Goal: Please state how many lines of the items below contain the word "wire", and reply with the number alone.

Exercise materials:
════════════════
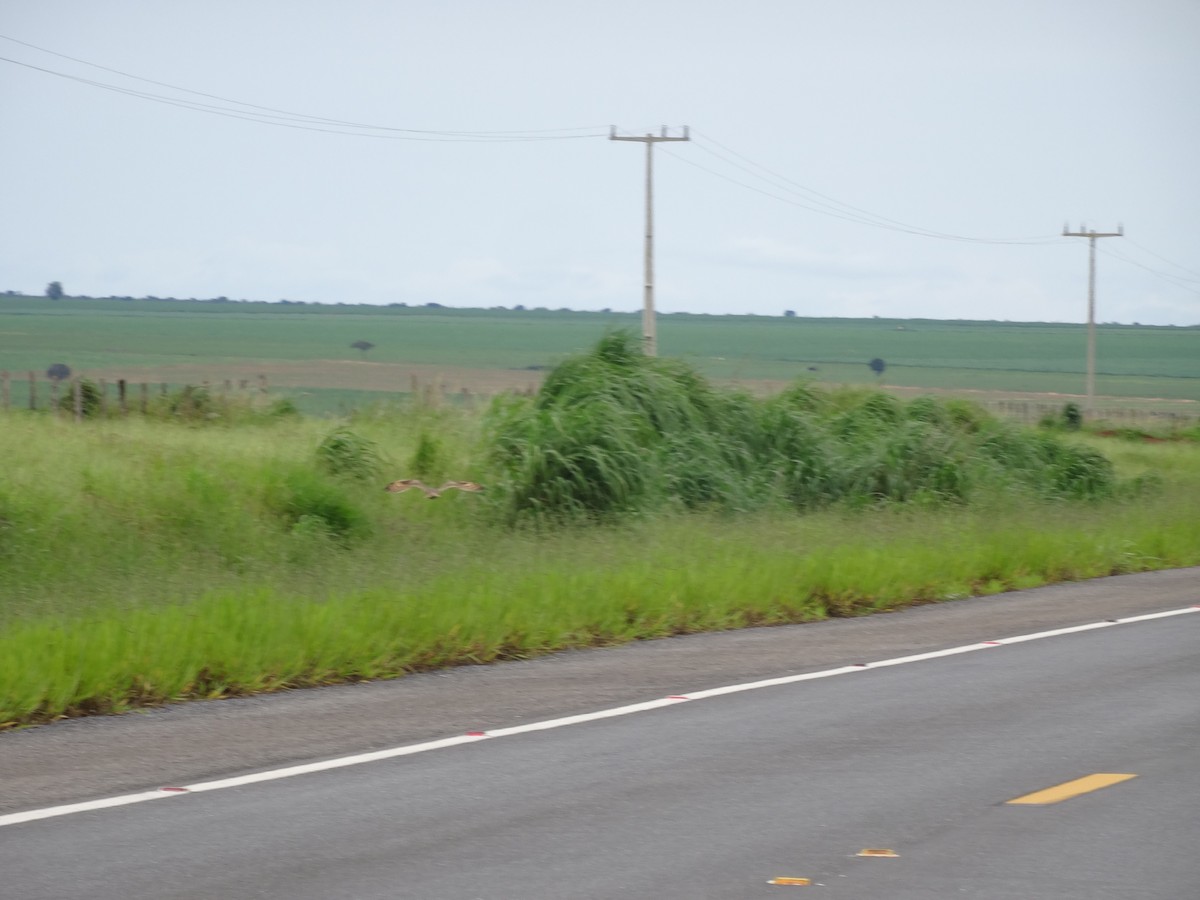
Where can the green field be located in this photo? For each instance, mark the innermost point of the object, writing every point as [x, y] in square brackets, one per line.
════════════════
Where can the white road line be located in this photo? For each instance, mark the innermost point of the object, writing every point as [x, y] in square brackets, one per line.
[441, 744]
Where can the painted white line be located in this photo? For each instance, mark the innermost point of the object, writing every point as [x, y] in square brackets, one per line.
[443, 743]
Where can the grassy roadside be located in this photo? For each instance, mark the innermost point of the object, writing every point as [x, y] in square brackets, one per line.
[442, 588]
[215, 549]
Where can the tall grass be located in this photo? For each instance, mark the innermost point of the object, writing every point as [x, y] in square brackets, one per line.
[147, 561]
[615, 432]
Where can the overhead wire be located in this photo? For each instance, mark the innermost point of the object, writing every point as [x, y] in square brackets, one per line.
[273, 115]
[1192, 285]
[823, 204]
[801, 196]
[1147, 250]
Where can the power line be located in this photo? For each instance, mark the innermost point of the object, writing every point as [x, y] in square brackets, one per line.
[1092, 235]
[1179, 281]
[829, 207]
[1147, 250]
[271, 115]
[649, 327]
════════════════
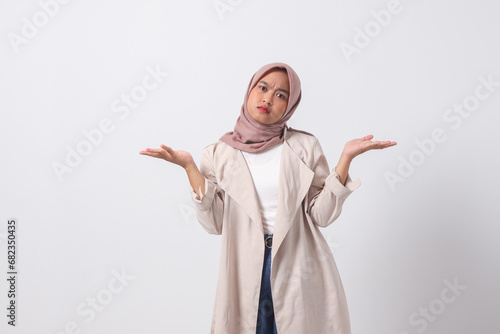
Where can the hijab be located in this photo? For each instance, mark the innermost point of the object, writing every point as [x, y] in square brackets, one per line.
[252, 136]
════════════════
Correct answer: 1